> _Instructions for the task_
Collect each row below that contains the word "balcony" and copy it in full. Case counts, so match only that exact capitalization.

> _Data lines_
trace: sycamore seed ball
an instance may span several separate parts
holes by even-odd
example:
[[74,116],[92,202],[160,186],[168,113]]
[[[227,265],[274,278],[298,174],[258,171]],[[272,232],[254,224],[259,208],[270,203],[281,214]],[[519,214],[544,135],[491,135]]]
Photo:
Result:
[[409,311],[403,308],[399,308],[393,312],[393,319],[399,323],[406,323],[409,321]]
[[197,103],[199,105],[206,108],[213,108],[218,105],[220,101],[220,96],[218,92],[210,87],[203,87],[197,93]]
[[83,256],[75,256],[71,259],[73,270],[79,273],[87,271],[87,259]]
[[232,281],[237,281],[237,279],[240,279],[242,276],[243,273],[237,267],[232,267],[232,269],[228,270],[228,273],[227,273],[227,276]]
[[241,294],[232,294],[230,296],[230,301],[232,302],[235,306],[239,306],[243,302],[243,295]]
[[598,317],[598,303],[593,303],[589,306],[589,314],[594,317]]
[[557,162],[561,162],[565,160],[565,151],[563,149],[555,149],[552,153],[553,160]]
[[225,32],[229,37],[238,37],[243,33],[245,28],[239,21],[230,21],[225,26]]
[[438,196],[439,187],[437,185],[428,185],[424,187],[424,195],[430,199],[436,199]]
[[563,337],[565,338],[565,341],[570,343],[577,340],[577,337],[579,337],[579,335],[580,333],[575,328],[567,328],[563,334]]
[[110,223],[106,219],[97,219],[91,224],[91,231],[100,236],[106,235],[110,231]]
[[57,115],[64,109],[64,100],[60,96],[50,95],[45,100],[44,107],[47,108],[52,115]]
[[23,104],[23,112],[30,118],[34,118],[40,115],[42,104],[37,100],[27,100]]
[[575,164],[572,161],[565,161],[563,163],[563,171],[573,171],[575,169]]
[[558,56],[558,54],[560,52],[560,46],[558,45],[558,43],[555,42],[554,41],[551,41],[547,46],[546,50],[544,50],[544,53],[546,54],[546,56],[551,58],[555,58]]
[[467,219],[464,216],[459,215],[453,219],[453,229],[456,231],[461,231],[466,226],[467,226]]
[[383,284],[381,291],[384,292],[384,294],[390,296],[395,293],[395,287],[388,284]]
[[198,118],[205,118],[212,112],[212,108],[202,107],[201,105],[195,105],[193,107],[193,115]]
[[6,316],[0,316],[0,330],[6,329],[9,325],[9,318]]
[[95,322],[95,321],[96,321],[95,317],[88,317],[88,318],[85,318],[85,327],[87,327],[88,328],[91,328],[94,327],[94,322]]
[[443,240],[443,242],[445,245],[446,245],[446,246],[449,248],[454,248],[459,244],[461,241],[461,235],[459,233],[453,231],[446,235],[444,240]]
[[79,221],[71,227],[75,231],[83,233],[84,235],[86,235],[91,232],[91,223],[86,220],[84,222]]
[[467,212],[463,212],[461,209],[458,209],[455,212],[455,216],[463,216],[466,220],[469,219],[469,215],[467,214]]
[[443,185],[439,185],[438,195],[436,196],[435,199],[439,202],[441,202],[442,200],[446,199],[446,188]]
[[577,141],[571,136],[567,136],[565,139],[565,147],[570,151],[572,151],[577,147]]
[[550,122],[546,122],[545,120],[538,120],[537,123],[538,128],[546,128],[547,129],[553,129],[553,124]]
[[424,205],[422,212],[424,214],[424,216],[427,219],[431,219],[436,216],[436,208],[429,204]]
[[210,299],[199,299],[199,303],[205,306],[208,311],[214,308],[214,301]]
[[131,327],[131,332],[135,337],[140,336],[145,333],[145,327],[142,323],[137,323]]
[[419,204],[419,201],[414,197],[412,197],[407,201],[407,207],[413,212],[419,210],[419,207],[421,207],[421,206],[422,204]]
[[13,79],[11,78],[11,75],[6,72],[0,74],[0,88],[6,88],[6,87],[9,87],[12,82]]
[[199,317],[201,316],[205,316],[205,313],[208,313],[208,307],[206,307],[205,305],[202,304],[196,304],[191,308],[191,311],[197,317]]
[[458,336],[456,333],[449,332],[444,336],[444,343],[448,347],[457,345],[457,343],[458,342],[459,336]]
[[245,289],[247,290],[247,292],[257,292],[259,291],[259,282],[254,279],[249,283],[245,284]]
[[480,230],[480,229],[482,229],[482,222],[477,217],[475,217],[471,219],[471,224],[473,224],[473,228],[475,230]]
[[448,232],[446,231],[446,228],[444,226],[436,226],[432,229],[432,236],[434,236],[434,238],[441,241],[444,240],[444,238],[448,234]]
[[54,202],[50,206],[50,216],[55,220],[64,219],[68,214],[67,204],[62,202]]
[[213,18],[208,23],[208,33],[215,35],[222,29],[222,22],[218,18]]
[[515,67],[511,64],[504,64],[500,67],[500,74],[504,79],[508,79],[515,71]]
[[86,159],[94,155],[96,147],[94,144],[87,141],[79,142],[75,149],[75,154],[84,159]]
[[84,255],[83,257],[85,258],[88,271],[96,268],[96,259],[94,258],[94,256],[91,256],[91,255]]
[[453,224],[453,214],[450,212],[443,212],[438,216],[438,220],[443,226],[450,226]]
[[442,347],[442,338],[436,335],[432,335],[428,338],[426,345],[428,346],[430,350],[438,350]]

==

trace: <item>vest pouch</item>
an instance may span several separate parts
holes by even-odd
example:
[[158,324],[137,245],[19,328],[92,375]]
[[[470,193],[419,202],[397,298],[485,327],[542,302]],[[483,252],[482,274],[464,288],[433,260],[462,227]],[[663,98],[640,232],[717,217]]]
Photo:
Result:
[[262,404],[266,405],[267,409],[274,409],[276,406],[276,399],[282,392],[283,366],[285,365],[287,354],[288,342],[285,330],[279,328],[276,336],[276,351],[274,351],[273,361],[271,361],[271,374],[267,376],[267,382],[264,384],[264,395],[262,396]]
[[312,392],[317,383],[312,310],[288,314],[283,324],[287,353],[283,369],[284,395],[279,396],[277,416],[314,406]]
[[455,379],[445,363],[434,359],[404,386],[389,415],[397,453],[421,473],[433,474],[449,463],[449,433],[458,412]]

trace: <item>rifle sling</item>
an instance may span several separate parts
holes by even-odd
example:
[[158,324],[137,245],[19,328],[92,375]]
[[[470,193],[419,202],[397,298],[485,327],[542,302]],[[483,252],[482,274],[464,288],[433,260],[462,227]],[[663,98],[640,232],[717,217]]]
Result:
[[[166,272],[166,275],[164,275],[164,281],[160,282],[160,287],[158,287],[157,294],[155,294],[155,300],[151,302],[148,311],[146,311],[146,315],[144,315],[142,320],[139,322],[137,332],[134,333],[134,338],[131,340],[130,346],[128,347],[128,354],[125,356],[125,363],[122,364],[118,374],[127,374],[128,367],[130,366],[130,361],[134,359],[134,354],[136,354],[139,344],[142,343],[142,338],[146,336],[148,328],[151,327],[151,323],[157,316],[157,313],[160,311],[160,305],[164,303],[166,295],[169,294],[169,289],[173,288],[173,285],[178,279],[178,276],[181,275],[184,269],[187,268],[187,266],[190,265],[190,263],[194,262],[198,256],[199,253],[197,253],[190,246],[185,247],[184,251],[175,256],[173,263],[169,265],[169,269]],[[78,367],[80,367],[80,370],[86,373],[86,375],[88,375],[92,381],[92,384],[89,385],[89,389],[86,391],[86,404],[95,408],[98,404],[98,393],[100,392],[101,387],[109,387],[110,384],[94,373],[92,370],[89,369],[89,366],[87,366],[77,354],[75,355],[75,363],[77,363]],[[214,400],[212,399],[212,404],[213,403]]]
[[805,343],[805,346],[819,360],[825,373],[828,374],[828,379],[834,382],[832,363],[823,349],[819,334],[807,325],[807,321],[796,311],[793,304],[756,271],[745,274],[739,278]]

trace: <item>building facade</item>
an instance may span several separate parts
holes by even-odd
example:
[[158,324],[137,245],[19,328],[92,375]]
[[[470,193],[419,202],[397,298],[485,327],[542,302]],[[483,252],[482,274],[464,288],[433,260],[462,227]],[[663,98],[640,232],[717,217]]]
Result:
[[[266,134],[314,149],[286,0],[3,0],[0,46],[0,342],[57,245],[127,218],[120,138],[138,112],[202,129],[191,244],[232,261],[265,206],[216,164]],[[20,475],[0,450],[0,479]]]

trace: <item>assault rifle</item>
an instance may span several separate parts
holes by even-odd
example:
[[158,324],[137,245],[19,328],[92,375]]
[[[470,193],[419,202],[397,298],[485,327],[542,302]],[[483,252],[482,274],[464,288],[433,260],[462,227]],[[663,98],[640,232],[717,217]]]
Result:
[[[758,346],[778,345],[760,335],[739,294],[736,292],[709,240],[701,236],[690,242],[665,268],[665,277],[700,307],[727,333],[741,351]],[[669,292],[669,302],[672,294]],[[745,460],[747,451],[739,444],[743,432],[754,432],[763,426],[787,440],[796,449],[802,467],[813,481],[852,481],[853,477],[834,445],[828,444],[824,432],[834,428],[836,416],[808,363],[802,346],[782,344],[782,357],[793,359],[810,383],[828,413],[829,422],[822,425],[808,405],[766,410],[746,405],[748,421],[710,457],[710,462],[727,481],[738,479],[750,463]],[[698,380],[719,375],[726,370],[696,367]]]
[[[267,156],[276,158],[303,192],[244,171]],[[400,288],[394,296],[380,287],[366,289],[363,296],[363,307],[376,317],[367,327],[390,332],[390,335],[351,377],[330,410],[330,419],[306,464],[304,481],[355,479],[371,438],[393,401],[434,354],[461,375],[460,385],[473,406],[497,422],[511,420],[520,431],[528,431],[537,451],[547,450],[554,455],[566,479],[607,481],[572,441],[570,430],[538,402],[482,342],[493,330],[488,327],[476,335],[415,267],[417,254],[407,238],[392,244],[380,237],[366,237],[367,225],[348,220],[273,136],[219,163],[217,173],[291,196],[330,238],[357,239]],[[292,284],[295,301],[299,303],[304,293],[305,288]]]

* * *

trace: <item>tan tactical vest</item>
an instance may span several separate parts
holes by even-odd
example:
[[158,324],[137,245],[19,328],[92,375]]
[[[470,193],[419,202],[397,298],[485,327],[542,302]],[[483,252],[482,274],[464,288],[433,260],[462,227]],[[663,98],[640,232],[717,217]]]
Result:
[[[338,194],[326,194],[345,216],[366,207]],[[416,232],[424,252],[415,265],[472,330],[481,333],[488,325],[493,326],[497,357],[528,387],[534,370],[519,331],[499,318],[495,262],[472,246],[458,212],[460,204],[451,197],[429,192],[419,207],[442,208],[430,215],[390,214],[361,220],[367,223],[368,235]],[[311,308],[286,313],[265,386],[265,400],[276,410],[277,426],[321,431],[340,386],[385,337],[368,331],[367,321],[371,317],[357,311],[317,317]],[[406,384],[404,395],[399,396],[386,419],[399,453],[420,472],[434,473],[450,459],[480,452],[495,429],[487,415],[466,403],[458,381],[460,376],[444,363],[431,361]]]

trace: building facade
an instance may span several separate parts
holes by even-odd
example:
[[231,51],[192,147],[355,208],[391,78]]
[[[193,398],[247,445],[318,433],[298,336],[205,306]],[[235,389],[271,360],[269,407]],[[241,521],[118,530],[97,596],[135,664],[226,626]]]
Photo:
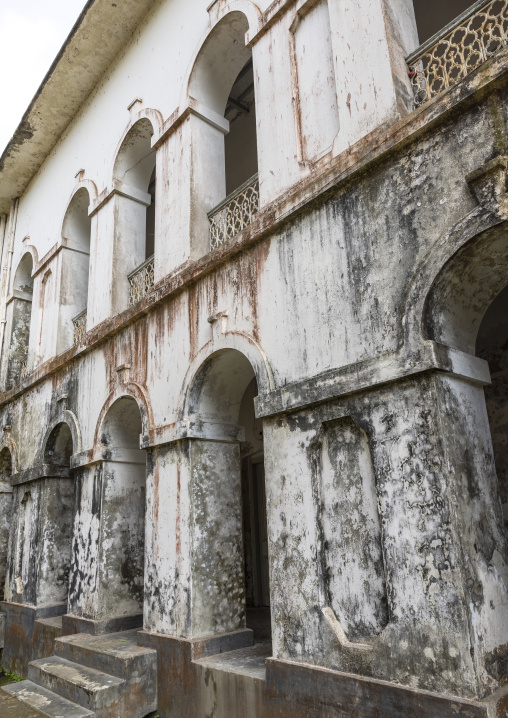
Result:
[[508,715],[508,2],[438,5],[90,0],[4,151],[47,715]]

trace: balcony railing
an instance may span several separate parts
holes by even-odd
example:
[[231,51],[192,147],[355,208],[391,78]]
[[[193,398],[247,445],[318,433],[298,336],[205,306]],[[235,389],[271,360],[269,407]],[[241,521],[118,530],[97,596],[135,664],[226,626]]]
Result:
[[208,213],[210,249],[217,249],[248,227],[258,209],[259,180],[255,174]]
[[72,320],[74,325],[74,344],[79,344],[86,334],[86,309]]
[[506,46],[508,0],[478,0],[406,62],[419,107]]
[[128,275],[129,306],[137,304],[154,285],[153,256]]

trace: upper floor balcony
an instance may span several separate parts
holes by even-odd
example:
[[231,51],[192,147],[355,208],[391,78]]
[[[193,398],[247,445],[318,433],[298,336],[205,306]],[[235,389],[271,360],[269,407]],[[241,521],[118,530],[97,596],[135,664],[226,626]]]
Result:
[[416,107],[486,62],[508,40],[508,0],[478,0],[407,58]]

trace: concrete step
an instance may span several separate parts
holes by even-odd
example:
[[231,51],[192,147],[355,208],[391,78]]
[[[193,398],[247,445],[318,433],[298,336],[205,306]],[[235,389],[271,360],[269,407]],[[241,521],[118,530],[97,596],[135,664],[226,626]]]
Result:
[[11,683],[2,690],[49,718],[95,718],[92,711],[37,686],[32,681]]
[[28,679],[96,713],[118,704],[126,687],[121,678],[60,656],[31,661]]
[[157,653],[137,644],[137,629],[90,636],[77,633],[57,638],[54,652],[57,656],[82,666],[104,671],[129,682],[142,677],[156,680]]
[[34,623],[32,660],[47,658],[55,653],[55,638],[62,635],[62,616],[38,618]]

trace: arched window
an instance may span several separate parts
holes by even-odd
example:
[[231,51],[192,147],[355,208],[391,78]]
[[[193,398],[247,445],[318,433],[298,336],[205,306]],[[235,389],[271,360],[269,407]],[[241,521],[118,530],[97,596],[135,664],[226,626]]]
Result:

> _The solution_
trace: balcony railing
trace: upper floor balcony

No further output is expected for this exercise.